Object location annotation data
---

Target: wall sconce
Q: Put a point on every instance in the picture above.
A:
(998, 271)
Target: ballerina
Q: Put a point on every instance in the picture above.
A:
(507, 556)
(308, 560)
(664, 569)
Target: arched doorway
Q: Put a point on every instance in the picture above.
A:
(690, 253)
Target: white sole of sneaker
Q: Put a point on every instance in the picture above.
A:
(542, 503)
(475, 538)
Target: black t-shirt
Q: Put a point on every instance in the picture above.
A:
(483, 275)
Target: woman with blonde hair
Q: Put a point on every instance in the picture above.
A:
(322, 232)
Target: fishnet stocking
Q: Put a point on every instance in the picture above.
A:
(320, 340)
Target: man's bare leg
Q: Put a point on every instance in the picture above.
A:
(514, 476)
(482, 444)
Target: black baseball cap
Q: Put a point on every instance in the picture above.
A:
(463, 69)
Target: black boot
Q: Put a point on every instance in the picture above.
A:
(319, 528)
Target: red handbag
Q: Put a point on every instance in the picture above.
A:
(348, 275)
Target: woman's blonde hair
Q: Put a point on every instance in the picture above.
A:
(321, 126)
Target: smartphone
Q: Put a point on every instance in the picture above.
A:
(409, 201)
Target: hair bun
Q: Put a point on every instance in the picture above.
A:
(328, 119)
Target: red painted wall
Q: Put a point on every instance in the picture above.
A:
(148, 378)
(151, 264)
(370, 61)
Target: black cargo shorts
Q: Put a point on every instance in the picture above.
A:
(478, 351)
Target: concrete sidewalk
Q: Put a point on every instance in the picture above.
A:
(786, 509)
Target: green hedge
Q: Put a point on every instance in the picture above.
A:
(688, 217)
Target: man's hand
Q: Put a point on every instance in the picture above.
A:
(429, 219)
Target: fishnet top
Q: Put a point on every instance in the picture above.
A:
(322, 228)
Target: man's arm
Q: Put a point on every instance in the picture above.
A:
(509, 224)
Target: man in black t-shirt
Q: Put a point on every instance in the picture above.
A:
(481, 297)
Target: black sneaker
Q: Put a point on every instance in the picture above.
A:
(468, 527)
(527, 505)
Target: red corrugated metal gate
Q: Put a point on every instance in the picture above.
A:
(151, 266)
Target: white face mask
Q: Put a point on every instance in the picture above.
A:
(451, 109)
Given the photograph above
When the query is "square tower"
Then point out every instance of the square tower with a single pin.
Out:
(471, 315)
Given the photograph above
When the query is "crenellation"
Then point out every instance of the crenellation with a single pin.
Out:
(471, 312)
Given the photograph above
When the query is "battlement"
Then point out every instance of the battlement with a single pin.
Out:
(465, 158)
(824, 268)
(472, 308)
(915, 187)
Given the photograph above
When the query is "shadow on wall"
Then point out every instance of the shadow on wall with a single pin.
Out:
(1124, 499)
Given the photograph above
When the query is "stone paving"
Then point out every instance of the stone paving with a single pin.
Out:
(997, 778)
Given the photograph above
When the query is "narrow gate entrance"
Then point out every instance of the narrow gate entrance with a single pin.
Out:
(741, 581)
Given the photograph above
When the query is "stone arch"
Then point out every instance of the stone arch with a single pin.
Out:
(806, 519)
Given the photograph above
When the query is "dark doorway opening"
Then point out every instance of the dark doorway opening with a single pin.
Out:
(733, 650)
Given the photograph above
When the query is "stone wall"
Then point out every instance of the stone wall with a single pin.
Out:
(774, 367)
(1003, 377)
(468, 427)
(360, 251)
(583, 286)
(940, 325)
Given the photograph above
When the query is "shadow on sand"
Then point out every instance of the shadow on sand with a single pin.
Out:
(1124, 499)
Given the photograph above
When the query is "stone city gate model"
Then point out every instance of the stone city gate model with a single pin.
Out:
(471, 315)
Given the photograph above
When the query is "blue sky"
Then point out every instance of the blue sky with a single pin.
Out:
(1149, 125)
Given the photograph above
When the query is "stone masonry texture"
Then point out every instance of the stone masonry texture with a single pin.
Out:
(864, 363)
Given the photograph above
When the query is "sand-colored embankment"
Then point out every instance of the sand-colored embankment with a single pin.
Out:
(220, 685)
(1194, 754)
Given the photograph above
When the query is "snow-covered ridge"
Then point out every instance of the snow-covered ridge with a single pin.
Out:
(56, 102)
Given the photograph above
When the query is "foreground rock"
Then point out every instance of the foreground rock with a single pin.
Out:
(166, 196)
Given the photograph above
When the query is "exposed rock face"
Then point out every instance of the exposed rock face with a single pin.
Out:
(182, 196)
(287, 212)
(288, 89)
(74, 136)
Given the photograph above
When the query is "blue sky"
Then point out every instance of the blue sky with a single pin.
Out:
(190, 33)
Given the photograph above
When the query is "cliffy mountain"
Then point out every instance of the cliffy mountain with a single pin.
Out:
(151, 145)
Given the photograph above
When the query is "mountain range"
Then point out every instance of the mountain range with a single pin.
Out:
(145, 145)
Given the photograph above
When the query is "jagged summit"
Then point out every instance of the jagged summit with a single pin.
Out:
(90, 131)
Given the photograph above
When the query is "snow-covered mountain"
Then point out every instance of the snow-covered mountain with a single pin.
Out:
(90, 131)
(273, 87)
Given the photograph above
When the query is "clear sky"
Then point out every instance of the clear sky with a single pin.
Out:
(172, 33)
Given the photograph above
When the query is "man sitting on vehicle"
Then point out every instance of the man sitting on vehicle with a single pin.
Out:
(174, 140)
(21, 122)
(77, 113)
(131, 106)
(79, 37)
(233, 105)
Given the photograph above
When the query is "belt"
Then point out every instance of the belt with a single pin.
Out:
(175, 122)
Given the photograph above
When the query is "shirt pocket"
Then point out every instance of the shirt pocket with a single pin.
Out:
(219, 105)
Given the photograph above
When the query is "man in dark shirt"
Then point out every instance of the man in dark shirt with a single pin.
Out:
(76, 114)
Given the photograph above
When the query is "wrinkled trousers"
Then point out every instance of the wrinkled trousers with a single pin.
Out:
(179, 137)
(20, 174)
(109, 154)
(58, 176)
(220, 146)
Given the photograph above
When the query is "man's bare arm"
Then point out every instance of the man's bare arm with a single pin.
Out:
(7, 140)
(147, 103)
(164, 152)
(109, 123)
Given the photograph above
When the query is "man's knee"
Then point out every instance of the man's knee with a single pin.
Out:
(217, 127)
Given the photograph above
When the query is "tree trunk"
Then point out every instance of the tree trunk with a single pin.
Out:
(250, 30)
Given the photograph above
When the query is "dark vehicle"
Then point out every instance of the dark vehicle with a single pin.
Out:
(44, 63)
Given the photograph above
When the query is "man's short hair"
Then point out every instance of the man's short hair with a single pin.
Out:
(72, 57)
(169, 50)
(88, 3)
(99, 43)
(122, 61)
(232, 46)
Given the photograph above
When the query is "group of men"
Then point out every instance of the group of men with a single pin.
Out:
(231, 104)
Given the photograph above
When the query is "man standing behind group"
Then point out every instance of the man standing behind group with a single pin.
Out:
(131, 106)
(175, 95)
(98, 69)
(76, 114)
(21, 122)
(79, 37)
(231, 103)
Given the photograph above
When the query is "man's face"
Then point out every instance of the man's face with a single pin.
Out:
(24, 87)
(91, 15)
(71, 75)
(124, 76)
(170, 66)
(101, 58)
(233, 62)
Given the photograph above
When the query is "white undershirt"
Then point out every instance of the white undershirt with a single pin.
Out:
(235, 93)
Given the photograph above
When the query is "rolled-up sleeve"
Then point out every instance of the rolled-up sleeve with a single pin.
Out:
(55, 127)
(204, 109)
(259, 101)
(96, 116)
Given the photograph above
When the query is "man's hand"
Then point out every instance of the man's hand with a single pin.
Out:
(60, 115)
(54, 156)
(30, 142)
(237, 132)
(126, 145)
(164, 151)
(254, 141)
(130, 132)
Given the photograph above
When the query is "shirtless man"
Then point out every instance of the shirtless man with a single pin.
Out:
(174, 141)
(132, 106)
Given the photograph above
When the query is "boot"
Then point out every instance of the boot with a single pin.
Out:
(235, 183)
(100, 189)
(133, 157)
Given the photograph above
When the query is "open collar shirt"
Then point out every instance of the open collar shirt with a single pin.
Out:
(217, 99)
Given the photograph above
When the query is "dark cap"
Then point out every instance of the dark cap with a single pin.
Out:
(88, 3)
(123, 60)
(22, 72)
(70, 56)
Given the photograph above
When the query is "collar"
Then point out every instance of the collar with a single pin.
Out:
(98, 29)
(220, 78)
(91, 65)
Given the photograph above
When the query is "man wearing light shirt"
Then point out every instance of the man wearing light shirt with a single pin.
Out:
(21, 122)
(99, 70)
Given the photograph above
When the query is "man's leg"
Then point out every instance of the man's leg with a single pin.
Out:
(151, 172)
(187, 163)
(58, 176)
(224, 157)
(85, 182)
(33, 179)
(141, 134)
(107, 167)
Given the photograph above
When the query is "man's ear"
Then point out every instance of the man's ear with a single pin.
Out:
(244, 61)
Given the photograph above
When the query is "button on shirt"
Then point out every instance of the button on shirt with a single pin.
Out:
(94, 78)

---

TASK PROMPT —
List every line in the listing above that contains the string "tree", treating uppercase and lowercase letters as different.

TASK OUTPUT —
When the query is "tree trunk"
Then point out every instance of the tree trunk with a single pin.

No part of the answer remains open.